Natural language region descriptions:
══════════════════════════════

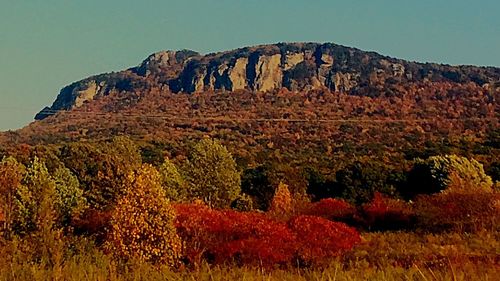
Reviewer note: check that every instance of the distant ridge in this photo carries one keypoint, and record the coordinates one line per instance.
(265, 68)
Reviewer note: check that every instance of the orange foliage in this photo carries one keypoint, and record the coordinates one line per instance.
(384, 213)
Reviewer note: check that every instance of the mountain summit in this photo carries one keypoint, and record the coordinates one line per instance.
(294, 66)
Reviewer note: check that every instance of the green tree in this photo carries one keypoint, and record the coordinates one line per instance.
(256, 182)
(102, 167)
(449, 173)
(142, 222)
(212, 175)
(359, 181)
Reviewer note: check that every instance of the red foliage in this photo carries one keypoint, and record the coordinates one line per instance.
(386, 213)
(254, 238)
(319, 239)
(471, 212)
(331, 209)
(93, 222)
(227, 235)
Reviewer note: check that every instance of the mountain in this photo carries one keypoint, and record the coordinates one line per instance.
(294, 66)
(321, 105)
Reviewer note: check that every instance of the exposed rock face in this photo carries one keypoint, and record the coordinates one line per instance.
(269, 75)
(296, 66)
(238, 74)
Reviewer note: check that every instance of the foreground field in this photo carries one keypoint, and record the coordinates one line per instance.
(381, 256)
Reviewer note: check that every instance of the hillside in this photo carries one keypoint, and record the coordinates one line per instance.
(305, 103)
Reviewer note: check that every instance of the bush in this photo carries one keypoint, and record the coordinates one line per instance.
(331, 209)
(257, 184)
(93, 222)
(142, 222)
(243, 203)
(358, 182)
(35, 199)
(458, 211)
(282, 203)
(102, 168)
(11, 175)
(70, 201)
(252, 238)
(212, 174)
(320, 240)
(450, 173)
(172, 181)
(384, 213)
(230, 236)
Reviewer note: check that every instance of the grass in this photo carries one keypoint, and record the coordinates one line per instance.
(382, 256)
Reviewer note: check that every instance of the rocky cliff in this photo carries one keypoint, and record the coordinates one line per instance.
(295, 66)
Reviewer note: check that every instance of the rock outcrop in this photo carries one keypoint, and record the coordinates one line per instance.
(296, 66)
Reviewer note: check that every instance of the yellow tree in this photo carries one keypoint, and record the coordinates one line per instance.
(142, 222)
(282, 203)
(11, 175)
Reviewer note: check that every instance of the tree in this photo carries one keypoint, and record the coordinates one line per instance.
(35, 199)
(142, 222)
(212, 175)
(70, 201)
(358, 182)
(448, 173)
(282, 203)
(256, 183)
(102, 168)
(11, 175)
(172, 181)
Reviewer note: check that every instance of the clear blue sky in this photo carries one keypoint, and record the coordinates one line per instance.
(47, 44)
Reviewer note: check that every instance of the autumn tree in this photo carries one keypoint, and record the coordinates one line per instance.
(70, 201)
(172, 181)
(101, 168)
(448, 173)
(282, 203)
(142, 222)
(35, 199)
(212, 175)
(11, 175)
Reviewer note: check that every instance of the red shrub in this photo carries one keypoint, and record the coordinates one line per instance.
(253, 238)
(320, 239)
(469, 212)
(331, 209)
(384, 213)
(93, 222)
(221, 236)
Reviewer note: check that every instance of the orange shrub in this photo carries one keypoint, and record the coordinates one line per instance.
(384, 213)
(93, 222)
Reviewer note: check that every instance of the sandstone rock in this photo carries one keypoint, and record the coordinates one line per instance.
(344, 82)
(269, 75)
(237, 74)
(86, 93)
(292, 59)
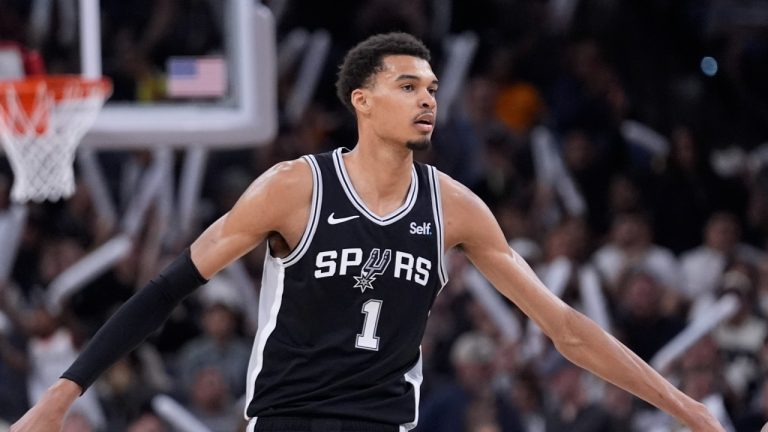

══════════════════════════════

» Exercise instructions:
Each record is to be written out exactly. No picture goes in.

» Problem solution:
Reviewer note: check that every instance of the distant ridge in this photo carries one keypoint, and record the coordinates one line per instance.
(265, 68)
Reviewer note: check that every instance of the orange foliage in this photo carries one keypoint, and record the coordinates one line per instance.
(384, 213)
Reviewer note: check that every instance of the mountain summit in this photo carries one keypoint, and record the coordinates one line per instance.
(294, 66)
Reviewer note: check that every instance of the green tree in this photo carries one keypoint, and record the coordinates one line per instance.
(256, 182)
(102, 167)
(449, 173)
(142, 222)
(212, 175)
(359, 181)
Reviewer note: check that every instance of the red foliage in this photo carries one keypoint, and record the coordinates one line per instance.
(386, 213)
(254, 238)
(319, 239)
(471, 212)
(331, 209)
(93, 222)
(227, 235)
Reviewer note: check that every instance of the mountain in this photo carries one keypoint, and record the coordinates one line per instance.
(294, 66)
(321, 105)
Reviewer note: check that every instance of the exposed rock face in this photo carries one keypoint, and record the coordinates one line per instance.
(269, 75)
(296, 66)
(238, 74)
Reviewer note: check that every instance of the foreground field in this photo carries one keypoint, and record the coordinates one line per instance.
(381, 256)
Reviewer note: check that every instance of the hillside in this photo carries one keypoint, and record the coordinates one line per instance.
(305, 103)
Reviewer note: check that every instance of the bush in this photo carries one keypoint, and record the coordinates one line per instance.
(331, 209)
(257, 184)
(93, 222)
(142, 222)
(243, 203)
(358, 182)
(35, 199)
(458, 211)
(282, 203)
(102, 168)
(11, 175)
(70, 201)
(252, 238)
(212, 174)
(320, 240)
(450, 173)
(172, 181)
(384, 213)
(230, 236)
Reviewer note: check that every instance of the grass in this photo carries one keypoint, and record the coordinates one line per instance.
(382, 256)
Reviewer note: check that every instance of the rocky cliff in this photo carries one keypoint, and record the coordinates one line per instance.
(295, 66)
Reviewer note: check that every instance of the rock outcrop in this photo carries one keypoint, and record the coordinates one line per instance.
(296, 66)
Reviewer note: check that every instance of the yellow tree in this photo carries one keypoint, and record the coordinates one line per instance.
(142, 222)
(282, 203)
(11, 175)
Reviewer note: check that every instance of the tree in this photo carries one keypoint, and record the coordinates one line per instance.
(35, 199)
(142, 222)
(212, 175)
(70, 201)
(358, 182)
(448, 173)
(282, 203)
(256, 183)
(102, 168)
(11, 175)
(172, 181)
Reviewer note: check that every instance of the clear blue sky in this photo carries one keypoint, and record the coordinates one line per instance.
(47, 44)
Reviewer note: check that every instance of the autumn tree in this photo carries one keypoint, and record the coordinates one line per instance.
(70, 201)
(172, 181)
(101, 168)
(448, 173)
(282, 203)
(142, 222)
(35, 199)
(212, 175)
(11, 175)
Reviewer note: check that every instance of the red shrub in this photo carries one keypoint, and record the coordinates one line per instance.
(253, 238)
(320, 239)
(469, 212)
(331, 209)
(384, 213)
(93, 222)
(221, 236)
Reviewer note: check that every instance of the orange shrub in this photo carries one keypoint, and record the coordinates one line per instance.
(384, 213)
(93, 222)
Reviewer note: check that every instance of the sandstone rock in this photo carries one keypoint, and record the coordinates one line per instance.
(344, 82)
(269, 75)
(237, 74)
(86, 93)
(292, 59)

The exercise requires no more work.